§ **List of tasks**
• a. According to the podcast transcript, who produced Gone Fishing?
• b. Copy out everything in the podcast transcript from "I just wanted" down to "could be murder.", word for word.

§ **Excerpt**
========================================================================
Streamlined Audio-to-Text: An Efficient MP3 Transcription Approach

Hello, it’s been a while. I’m Paloma Migoni, producer and presenter of The Lost. In June this year, The Lost won a Gold Award for Excellence at the prestigious New York Radio Awards.

I just wanted to thank you all for your support, and we hope to bring you another series of The Lost sometime soon. But until then, here’s a different kind of story about another New Zealander who never came home.

My colleagues at RNZ and staff have teamed up to bring you Gone Fishing, about a murder case from 1989, the serious questions it raised then and continues to do now. Gone Fishing is produced by Amy Mass and Adam Dudding.

I’ll let them tell you more about it. The night Dean Fullersands disappeared, he wasn’t meant to be alone. So the fact Dean was fishing on his own when a rogue wave ripped him off the rocks at Whatipu was just horrible, dumb luck. At least, that’s what everyone thought back then.

And as the search for Dean went on, it never crossed anyone’s mind that it could be murder.

I’m Adam Dudding. Dean Fullersands goes missing in 1989. Eight years later, police arrest four people for his murder. There was a knock at the door, so I got up and went into the hallway, and I think I looked first to see who was there, and I thought it was the police.

So I quickly told my flatmate, it’s the police, you know, or maybe I said it’s the pigs.

Meet Gail Maney. She’s a mum with a degree in applied sciences who lives a quiet life. But that wasn’t always the case.

I’m Amy Mass. I met Gail while she was in prison. Awfully getting into a motor vehicle, DIC, driving while disqualified, shoplifting, prostitution, disorderly behaviour, and there might be a couple of common assault charges in there as well.

Gail’s no saint. This born and bred Westie is a former drug addict, a former sex worker, and she did 15 years for the murder of Dean Fullersands.

They gave the scenario of events in which they said that he had sold me drugs, and that then he’d come back and stolen the drugs off me, so I had ordered a hit. The police case has a few problems. There’s no crime scene. There’s no forensics, no blood, no DNA, no murder weapon, no bullet casings, no fingerprints.

There are no phone records, no CCTV recordings, and most of all, no body. It’s not clear that anything happened at all. Despite all this, two juries agreed with the police, and Gail plus three others went down for Dean’s murder.

But for more than 20 years, Gail has been saying she’s innocent. According to her, she never knew Dean. In fact, she thinks he wasn’t even murdered. Mayhem. Murder. Maybe.
========================================================================
§ **Material provided**
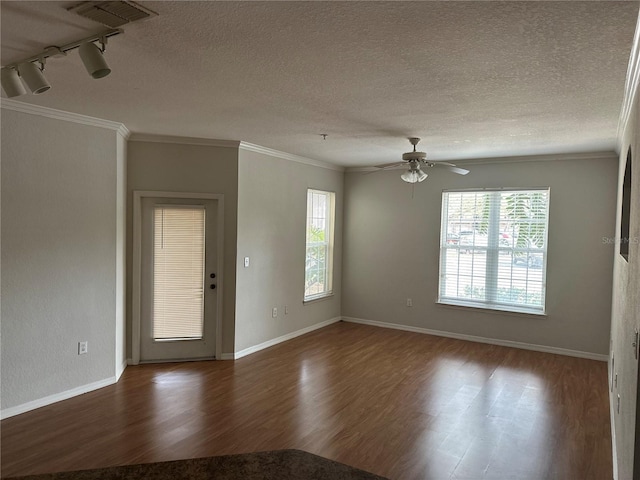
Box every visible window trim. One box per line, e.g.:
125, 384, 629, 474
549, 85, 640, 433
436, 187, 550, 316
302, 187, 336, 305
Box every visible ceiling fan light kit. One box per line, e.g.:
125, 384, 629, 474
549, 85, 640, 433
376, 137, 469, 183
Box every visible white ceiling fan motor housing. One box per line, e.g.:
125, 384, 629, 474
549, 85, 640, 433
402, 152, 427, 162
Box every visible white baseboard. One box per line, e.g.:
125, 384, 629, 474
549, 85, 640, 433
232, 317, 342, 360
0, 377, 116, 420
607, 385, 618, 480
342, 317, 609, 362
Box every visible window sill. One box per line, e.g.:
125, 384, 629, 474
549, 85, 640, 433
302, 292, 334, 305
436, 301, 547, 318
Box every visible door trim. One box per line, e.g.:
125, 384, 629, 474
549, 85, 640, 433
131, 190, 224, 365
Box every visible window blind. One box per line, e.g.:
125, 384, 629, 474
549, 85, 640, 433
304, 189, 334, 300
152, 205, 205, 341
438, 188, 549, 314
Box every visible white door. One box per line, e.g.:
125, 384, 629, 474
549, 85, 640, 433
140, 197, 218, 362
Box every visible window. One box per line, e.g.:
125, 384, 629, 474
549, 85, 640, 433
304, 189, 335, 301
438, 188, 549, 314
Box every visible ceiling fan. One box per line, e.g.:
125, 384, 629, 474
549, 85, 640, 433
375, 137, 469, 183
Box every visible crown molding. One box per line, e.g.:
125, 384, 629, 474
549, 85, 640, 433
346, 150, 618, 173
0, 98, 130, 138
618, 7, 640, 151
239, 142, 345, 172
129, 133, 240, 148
========================================================================
§ **Responses for each task**
• a. Amy Mass and Adam Dudding.

• b.
I just wanted to thank you all for your support, and we hope to bring you another series of The Lost sometime soon. But until then, here’s a different kind of story about another New Zealander who never came home.

My colleagues at RNZ and staff have teamed up to bring you Gone Fishing, about a murder case from 1989, the serious questions it raised then and continues to do now. Gone Fishing is produced by Amy Mass and Adam Dudding.

I’ll let them tell you more about it. The night Dean Fullersands disappeared, he wasn’t meant to be alone. So the fact Dean was fishing on his own when a rogue wave ripped him off the rocks at Whatipu was just horrible, dumb luck. At least, that’s what everyone thought back then.

And as the search for Dean went on, it never crossed anyone’s mind that it could be murder.